**Your task**
Top to bottom, give the entries again exactly as written.

*** Opening of Material for this exercise ***

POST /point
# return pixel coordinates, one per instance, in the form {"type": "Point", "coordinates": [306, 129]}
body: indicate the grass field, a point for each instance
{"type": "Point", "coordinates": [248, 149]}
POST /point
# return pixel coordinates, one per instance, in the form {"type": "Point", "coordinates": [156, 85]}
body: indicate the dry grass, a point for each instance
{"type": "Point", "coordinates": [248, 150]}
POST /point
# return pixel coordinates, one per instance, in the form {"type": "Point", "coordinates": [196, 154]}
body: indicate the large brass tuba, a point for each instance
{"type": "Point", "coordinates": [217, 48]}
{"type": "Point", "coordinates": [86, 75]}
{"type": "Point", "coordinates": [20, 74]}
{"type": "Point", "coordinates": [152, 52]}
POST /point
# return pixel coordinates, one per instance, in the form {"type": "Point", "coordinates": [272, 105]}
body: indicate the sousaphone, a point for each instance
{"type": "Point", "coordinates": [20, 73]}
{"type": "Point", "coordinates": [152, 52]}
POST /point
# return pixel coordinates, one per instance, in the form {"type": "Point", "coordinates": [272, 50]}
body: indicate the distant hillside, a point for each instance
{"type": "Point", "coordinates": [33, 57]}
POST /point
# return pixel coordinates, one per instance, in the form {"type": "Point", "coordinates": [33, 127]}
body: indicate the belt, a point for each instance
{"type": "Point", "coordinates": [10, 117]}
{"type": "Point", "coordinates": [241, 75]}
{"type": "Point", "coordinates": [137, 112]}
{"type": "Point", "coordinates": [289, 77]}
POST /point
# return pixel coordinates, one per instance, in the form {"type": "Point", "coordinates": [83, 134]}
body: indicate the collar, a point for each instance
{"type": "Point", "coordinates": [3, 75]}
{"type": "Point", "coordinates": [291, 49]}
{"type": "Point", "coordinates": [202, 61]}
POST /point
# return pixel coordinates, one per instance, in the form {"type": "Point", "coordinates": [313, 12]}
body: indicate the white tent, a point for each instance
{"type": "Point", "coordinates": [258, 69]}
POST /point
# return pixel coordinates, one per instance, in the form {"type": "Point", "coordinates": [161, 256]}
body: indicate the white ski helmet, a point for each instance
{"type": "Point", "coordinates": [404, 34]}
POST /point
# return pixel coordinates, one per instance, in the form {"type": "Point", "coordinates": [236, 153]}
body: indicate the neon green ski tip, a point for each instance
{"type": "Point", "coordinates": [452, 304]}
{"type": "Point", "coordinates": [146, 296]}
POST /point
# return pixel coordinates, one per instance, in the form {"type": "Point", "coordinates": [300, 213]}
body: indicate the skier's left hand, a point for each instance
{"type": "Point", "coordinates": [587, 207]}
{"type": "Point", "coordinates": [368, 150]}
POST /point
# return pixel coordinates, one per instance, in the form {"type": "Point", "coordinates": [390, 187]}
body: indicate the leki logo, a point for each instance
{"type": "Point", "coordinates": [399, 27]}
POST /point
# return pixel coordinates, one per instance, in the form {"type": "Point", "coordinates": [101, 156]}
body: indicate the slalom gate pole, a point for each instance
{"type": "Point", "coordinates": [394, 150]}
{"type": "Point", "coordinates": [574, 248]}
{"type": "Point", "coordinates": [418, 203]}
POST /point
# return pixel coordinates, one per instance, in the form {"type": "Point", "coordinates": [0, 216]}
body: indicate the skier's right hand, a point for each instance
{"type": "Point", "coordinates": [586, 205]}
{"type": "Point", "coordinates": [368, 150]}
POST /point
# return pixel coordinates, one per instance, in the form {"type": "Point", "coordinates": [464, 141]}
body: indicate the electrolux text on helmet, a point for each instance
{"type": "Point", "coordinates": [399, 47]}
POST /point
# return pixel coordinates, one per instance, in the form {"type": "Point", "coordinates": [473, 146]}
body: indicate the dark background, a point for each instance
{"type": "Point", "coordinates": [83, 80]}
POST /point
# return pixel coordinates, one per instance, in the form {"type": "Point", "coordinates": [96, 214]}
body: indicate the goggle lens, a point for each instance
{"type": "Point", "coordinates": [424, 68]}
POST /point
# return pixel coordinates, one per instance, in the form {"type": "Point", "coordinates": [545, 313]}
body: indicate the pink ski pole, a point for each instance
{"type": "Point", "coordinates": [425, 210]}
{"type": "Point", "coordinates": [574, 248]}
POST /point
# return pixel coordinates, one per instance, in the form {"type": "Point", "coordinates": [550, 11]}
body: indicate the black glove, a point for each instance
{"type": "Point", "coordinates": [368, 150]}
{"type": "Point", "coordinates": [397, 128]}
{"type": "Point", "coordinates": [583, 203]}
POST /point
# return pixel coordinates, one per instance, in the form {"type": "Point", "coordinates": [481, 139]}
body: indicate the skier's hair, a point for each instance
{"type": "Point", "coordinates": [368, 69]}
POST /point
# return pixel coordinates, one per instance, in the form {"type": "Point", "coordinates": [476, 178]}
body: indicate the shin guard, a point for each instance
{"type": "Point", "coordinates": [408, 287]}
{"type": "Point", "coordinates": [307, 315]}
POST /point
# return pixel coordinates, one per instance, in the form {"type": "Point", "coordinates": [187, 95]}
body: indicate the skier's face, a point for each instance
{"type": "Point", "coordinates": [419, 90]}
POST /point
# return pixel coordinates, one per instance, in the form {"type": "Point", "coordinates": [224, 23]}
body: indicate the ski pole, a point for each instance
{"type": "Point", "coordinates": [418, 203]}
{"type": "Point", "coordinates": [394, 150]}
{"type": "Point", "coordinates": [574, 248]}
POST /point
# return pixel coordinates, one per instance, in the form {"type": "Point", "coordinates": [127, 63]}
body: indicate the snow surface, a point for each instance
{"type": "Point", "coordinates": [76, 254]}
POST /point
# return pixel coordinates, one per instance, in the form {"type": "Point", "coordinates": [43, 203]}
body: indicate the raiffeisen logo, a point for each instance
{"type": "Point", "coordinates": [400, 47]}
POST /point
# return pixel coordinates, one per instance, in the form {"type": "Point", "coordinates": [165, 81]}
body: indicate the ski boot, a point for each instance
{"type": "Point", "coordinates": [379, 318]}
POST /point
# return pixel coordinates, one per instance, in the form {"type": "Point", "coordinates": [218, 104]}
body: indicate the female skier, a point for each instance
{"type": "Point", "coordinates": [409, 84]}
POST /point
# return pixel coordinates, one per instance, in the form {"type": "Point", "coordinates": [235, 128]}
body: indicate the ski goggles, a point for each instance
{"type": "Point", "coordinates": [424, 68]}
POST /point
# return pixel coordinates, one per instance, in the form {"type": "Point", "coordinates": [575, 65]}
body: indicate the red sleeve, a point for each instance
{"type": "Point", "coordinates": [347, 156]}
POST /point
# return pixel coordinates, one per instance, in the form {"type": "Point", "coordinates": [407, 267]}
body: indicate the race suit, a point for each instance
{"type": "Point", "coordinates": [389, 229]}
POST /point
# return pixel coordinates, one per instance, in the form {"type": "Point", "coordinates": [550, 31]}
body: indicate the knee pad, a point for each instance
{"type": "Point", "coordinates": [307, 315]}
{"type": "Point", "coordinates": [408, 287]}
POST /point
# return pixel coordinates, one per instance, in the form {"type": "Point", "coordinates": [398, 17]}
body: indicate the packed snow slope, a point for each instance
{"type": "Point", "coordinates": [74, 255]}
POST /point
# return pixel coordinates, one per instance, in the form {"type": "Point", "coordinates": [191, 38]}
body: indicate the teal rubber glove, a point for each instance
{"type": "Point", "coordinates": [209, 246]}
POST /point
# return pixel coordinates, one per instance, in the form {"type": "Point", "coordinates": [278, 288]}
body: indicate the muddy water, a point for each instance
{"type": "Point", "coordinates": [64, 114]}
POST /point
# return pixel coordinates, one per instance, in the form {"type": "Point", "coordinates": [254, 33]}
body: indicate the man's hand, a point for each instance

*** Close of Material for this exercise ***

**Reply to the task**
POST /point
# return pixel coordinates, one per instance, in the form {"type": "Point", "coordinates": [306, 129]}
body: indicate the grass field, a point for each instance
{"type": "Point", "coordinates": [248, 149]}
POST /point
# return pixel coordinates, one per instance, in the form {"type": "Point", "coordinates": [156, 85]}
body: indicate the dry grass, a point for each instance
{"type": "Point", "coordinates": [248, 150]}
POST /point
# return pixel coordinates, one per instance, in the form {"type": "Point", "coordinates": [196, 154]}
body: indicate the large brass tuba, a point for each instance
{"type": "Point", "coordinates": [217, 48]}
{"type": "Point", "coordinates": [86, 75]}
{"type": "Point", "coordinates": [20, 74]}
{"type": "Point", "coordinates": [152, 52]}
POST /point
# return pixel coordinates, one per instance, in the form {"type": "Point", "coordinates": [272, 105]}
body: indicate the sousaphone, a point for each instance
{"type": "Point", "coordinates": [20, 73]}
{"type": "Point", "coordinates": [152, 52]}
POST /point
# return pixel coordinates, one per instance, in the form {"type": "Point", "coordinates": [272, 50]}
body: indicate the distant hillside, a point for each instance
{"type": "Point", "coordinates": [33, 57]}
POST /point
# return pixel coordinates, one per instance, in the form {"type": "Point", "coordinates": [33, 127]}
body: indicate the belt, a point for each instance
{"type": "Point", "coordinates": [10, 117]}
{"type": "Point", "coordinates": [241, 75]}
{"type": "Point", "coordinates": [137, 112]}
{"type": "Point", "coordinates": [289, 77]}
POST /point
# return pixel coordinates, one per instance, in the form {"type": "Point", "coordinates": [83, 134]}
body: indicate the collar, a point for each instance
{"type": "Point", "coordinates": [3, 75]}
{"type": "Point", "coordinates": [291, 49]}
{"type": "Point", "coordinates": [202, 61]}
POST /point
# return pixel coordinates, one per instance, in the form {"type": "Point", "coordinates": [313, 12]}
body: indicate the white tent, a point for each instance
{"type": "Point", "coordinates": [258, 69]}
POST /point
# return pixel coordinates, one per instance, in the form {"type": "Point", "coordinates": [161, 256]}
body: indicate the white ski helmet, a point for each instance
{"type": "Point", "coordinates": [404, 34]}
POST /point
# return pixel coordinates, one per instance, in the form {"type": "Point", "coordinates": [236, 153]}
body: indicate the neon green ski tip, a point for each instance
{"type": "Point", "coordinates": [452, 304]}
{"type": "Point", "coordinates": [146, 296]}
POST /point
# return pixel coordinates, one per instance, in the form {"type": "Point", "coordinates": [300, 213]}
body: indicate the skier's left hand, a point for each instance
{"type": "Point", "coordinates": [587, 207]}
{"type": "Point", "coordinates": [368, 150]}
POST /point
# return pixel coordinates, one per instance, in the form {"type": "Point", "coordinates": [390, 187]}
body: indicate the leki logo, a point for each instance
{"type": "Point", "coordinates": [399, 27]}
POST /point
# return pixel coordinates, one per instance, in the form {"type": "Point", "coordinates": [101, 156]}
body: indicate the slalom gate pole, a point for each instance
{"type": "Point", "coordinates": [394, 150]}
{"type": "Point", "coordinates": [574, 248]}
{"type": "Point", "coordinates": [418, 203]}
POST /point
# return pixel coordinates, one per instance, in the form {"type": "Point", "coordinates": [0, 216]}
body: indicate the skier's right hand, a point for each instance
{"type": "Point", "coordinates": [586, 205]}
{"type": "Point", "coordinates": [368, 150]}
POST /point
# return pixel coordinates, one per instance, in the form {"type": "Point", "coordinates": [464, 141]}
body: indicate the electrolux text on helmet, a point for each instance
{"type": "Point", "coordinates": [399, 47]}
POST /point
# return pixel coordinates, one per instance, in the form {"type": "Point", "coordinates": [473, 146]}
body: indicate the dark background, a point for each instance
{"type": "Point", "coordinates": [83, 80]}
POST /point
# return pixel coordinates, one per instance, in the form {"type": "Point", "coordinates": [96, 214]}
body: indicate the goggle lens, a point for each instance
{"type": "Point", "coordinates": [424, 68]}
POST /point
# return pixel coordinates, one per instance, in the form {"type": "Point", "coordinates": [545, 313]}
body: indicate the pink ski pole, a point for each instance
{"type": "Point", "coordinates": [425, 210]}
{"type": "Point", "coordinates": [574, 248]}
POST /point
# return pixel coordinates, one per instance, in the form {"type": "Point", "coordinates": [550, 11]}
body: indicate the black glove, a point for each instance
{"type": "Point", "coordinates": [368, 150]}
{"type": "Point", "coordinates": [397, 128]}
{"type": "Point", "coordinates": [583, 203]}
POST /point
# return pixel coordinates, one per instance, in the form {"type": "Point", "coordinates": [481, 139]}
body: indicate the skier's hair, a point for each instance
{"type": "Point", "coordinates": [368, 69]}
POST /point
# return pixel coordinates, one per instance, in the form {"type": "Point", "coordinates": [476, 178]}
body: indicate the shin guard, a point for each instance
{"type": "Point", "coordinates": [408, 287]}
{"type": "Point", "coordinates": [307, 315]}
POST /point
# return pixel coordinates, one per instance, in the form {"type": "Point", "coordinates": [187, 95]}
body: indicate the skier's face, a point for each instance
{"type": "Point", "coordinates": [419, 90]}
POST /point
# return pixel coordinates, one per instance, in the form {"type": "Point", "coordinates": [224, 23]}
body: indicate the ski pole, a point for each instance
{"type": "Point", "coordinates": [418, 203]}
{"type": "Point", "coordinates": [394, 150]}
{"type": "Point", "coordinates": [574, 248]}
POST /point
# return pixel coordinates, one per instance, in the form {"type": "Point", "coordinates": [127, 63]}
body: indicate the snow surface, a point for each instance
{"type": "Point", "coordinates": [76, 254]}
POST /point
# return pixel coordinates, one per instance, in the form {"type": "Point", "coordinates": [43, 203]}
body: indicate the raiffeisen logo, a point for each instance
{"type": "Point", "coordinates": [400, 47]}
POST /point
# return pixel coordinates, one per instance, in the form {"type": "Point", "coordinates": [165, 81]}
body: indicate the ski boot, a point for each instance
{"type": "Point", "coordinates": [379, 318]}
POST /point
# return pixel coordinates, one per instance, in the form {"type": "Point", "coordinates": [218, 104]}
body: indicate the female skier, a point for each instance
{"type": "Point", "coordinates": [409, 84]}
POST /point
# return pixel coordinates, one per instance, in the form {"type": "Point", "coordinates": [235, 128]}
body: indicate the ski goggles, a point for each instance
{"type": "Point", "coordinates": [424, 68]}
POST /point
# return pixel coordinates, one per instance, in the form {"type": "Point", "coordinates": [575, 65]}
body: indicate the red sleeve, a point for each instance
{"type": "Point", "coordinates": [347, 156]}
POST /point
# return pixel coordinates, one per instance, in the form {"type": "Point", "coordinates": [407, 267]}
body: indicate the race suit, a point for each instance
{"type": "Point", "coordinates": [389, 229]}
POST /point
# return pixel coordinates, one per instance, in the form {"type": "Point", "coordinates": [550, 31]}
body: indicate the knee pad, a point for each instance
{"type": "Point", "coordinates": [307, 315]}
{"type": "Point", "coordinates": [408, 287]}
POST /point
# return pixel coordinates, one per instance, in the form {"type": "Point", "coordinates": [398, 17]}
body: indicate the packed snow slope, a point for each instance
{"type": "Point", "coordinates": [74, 255]}
POST /point
# return pixel coordinates, one per instance, in the form {"type": "Point", "coordinates": [191, 38]}
body: indicate the teal rubber glove, a point for each instance
{"type": "Point", "coordinates": [209, 246]}
POST /point
# return pixel coordinates, one per instance, in the form {"type": "Point", "coordinates": [278, 288]}
body: indicate the muddy water, a point for each instance
{"type": "Point", "coordinates": [64, 114]}
POST /point
# return pixel coordinates, one per instance, in the form {"type": "Point", "coordinates": [254, 33]}
body: indicate the man's hand, a point for each instance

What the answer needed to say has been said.